┌─ EXERCISE PASSAGE
Back in Nazran, a French teacher at the local university named Zarema Deligova sums up her complaints with the common refrain that violence on both sides is only part of the problem. “If corruption is the main woe elsewhere in Russia, here it’s corruption and the military,” she says. “I don’t know which is worse.”

Despite President Yevkurov’s efforts, residents say official corruption continues to choke the economy, fueling a staggering unemployment rate of 57 percent, Russia’s highest. In Nazran’s maze-like outdoor market, a fruit vendor named Zaira, who won’t give her last name, tells me customers are buying less than before. “And officials gouge more money out of us every day,” she says. “We’re forced to pay rising taxes and pension fund payments we don’t need at all.”

Yevkurov is pinning big hopes on the development of mountain resorts he says could employ up to 70 percent of the population. Asked whether he really believes foreign tourists would travel to Ingushetia to ski, he tells me he recently expanded a heavily guarded border zone to provide the area with adequate security. But critics say the month it now takes officials to approve applications to visit the zone symbolizes the futility of any hope that Yevkurov’s efforts will really change anything in Ingushetia.

Here, as elsewhere in the Caucasus, the future seems bleak. “I’m frightened Putin is coming back,” the rights activist Svetlana Isayeva tells me in Makhachkala, echoing the views of many who fear the social fabric will only deteriorate further. “It all started under him.”
└─
◆ **WHAT THE EXERCISE ASKS**: Decide whether each statement agrees with the passage on Ingushetia above, answering yes or no and quoting the words that settle it: (a) Ingushetia's unemployment rate is the highest in Russia; (b) the fruit vendor Zaira says customers are buying more than before; (c) Yevkurov says mountain resorts could employ up to half the population.
┌─ PROVIDED MATERIAL
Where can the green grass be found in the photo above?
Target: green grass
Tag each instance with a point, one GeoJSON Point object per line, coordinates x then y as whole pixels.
└─
◆ **EXERCISE ANSWER**:
(a) Yes: "a staggering unemployment rate of 57 percent, Russia’s highest"
(b) No: "customers are buying less than before"
(c) No: "could employ up to 70 percent of the population"